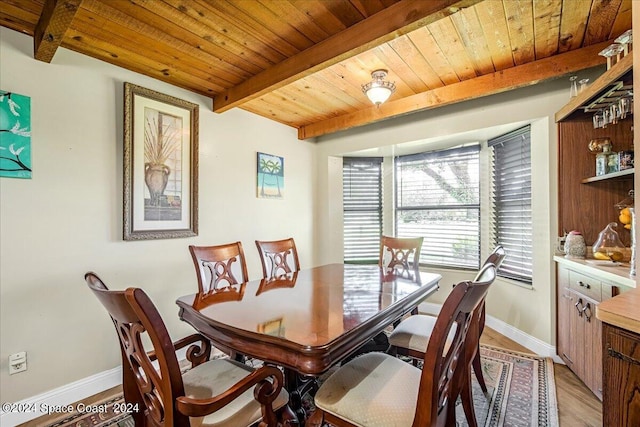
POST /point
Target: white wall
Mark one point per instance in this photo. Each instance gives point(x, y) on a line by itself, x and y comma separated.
point(68, 219)
point(531, 311)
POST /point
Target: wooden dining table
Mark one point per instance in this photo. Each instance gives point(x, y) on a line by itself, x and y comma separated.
point(309, 320)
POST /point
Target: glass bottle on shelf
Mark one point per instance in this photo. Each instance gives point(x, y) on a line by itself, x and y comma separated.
point(583, 85)
point(611, 52)
point(602, 160)
point(573, 92)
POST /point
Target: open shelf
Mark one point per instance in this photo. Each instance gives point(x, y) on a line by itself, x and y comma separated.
point(604, 83)
point(612, 175)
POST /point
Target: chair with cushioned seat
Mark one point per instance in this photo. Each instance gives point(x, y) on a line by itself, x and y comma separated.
point(380, 390)
point(278, 257)
point(221, 270)
point(411, 336)
point(220, 393)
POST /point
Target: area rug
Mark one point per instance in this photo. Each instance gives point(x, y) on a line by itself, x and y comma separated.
point(521, 393)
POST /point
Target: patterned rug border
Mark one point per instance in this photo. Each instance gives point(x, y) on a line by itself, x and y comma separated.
point(545, 390)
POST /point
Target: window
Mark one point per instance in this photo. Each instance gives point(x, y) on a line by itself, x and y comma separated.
point(511, 202)
point(438, 197)
point(362, 201)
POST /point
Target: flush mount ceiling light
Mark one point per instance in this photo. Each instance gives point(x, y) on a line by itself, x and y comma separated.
point(378, 90)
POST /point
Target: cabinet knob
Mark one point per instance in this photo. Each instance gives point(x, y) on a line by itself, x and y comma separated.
point(584, 285)
point(588, 314)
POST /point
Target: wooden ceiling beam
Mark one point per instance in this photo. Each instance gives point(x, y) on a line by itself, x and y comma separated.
point(490, 84)
point(54, 21)
point(386, 25)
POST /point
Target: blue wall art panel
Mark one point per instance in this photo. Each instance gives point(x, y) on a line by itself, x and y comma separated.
point(15, 135)
point(270, 176)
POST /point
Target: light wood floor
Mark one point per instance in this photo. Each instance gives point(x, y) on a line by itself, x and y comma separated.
point(577, 406)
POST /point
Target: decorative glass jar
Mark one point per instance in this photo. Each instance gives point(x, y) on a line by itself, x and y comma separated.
point(574, 246)
point(608, 246)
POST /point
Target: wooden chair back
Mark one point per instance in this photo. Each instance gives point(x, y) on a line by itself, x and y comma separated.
point(278, 257)
point(138, 322)
point(444, 362)
point(401, 255)
point(221, 271)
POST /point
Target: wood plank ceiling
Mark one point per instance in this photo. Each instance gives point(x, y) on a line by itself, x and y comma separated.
point(302, 62)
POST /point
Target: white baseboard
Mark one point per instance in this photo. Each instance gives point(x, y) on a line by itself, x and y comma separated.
point(67, 395)
point(37, 406)
point(534, 344)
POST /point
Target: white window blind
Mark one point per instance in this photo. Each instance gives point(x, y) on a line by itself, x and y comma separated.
point(362, 200)
point(438, 198)
point(511, 224)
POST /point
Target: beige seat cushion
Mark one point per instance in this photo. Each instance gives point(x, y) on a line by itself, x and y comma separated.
point(414, 333)
point(217, 376)
point(373, 390)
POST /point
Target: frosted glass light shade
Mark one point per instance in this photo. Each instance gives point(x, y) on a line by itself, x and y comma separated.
point(378, 94)
point(378, 90)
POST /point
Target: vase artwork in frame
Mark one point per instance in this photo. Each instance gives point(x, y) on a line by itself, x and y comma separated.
point(160, 165)
point(270, 183)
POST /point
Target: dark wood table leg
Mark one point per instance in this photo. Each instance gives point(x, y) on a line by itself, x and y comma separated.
point(298, 386)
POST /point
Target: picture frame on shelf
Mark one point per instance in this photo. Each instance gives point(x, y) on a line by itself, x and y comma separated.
point(160, 165)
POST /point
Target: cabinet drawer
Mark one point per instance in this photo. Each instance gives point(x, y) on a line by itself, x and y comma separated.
point(586, 285)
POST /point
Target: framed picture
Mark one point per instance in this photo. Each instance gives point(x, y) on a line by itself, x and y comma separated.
point(270, 176)
point(160, 165)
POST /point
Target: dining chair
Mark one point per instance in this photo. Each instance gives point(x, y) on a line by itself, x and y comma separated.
point(380, 390)
point(221, 270)
point(278, 257)
point(219, 392)
point(400, 255)
point(412, 335)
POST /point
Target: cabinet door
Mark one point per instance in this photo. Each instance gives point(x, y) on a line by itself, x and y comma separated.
point(565, 325)
point(592, 333)
point(577, 344)
point(565, 311)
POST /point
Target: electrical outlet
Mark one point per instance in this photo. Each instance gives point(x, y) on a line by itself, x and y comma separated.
point(17, 362)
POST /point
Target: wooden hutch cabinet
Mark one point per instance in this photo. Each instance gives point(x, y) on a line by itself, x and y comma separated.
point(586, 203)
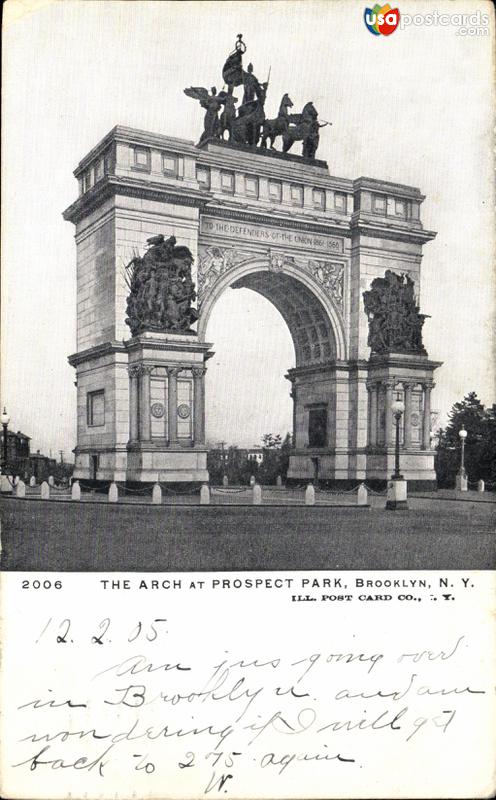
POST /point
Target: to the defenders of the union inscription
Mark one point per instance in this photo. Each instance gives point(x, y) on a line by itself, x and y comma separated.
point(268, 235)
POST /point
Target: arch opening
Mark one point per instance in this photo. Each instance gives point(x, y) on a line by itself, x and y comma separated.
point(313, 321)
point(246, 393)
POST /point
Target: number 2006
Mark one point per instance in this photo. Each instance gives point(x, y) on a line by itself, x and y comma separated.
point(36, 584)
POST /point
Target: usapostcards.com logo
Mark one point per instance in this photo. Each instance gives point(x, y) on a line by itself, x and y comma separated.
point(381, 19)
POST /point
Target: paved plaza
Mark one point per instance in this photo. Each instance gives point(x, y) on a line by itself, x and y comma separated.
point(445, 530)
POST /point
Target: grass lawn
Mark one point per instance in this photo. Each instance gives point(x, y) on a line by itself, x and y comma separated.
point(432, 534)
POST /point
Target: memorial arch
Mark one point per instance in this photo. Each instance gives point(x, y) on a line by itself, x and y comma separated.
point(162, 224)
point(280, 225)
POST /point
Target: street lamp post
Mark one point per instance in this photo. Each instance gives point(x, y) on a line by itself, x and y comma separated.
point(5, 486)
point(461, 478)
point(5, 419)
point(397, 486)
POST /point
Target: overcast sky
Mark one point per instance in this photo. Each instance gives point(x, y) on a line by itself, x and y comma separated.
point(414, 107)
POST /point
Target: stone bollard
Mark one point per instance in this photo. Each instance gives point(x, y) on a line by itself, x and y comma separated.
point(5, 484)
point(362, 495)
point(310, 495)
point(157, 495)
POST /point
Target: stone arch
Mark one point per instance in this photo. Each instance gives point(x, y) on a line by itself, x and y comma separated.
point(314, 322)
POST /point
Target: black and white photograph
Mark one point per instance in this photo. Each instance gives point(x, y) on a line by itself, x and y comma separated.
point(248, 452)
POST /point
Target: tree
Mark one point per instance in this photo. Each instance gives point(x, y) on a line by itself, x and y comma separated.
point(276, 457)
point(480, 444)
point(271, 442)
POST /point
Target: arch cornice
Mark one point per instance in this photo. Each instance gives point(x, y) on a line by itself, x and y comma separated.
point(253, 265)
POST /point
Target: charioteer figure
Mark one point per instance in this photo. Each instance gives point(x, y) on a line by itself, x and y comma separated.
point(247, 125)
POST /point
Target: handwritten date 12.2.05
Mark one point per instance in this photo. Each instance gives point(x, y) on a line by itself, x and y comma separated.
point(62, 631)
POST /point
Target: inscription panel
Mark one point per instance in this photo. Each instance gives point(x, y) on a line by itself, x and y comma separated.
point(265, 234)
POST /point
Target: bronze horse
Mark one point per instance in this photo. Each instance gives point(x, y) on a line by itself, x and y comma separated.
point(305, 128)
point(279, 126)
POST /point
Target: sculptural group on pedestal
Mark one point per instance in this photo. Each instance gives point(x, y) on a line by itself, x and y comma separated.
point(247, 124)
point(395, 322)
point(161, 289)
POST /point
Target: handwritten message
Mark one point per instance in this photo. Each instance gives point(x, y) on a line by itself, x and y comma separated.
point(116, 691)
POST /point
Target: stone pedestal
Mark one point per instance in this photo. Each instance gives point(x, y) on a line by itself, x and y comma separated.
point(396, 494)
point(166, 409)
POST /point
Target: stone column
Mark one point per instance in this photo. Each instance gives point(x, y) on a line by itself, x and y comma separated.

=== What you should do ===
In the records above, find each line that holds the word "wooden"; copy all such lines.

=== Your response ===
Target: wooden dining table
Target: wooden ceiling beam
Target: wooden chair back
Target: wooden hutch cabinet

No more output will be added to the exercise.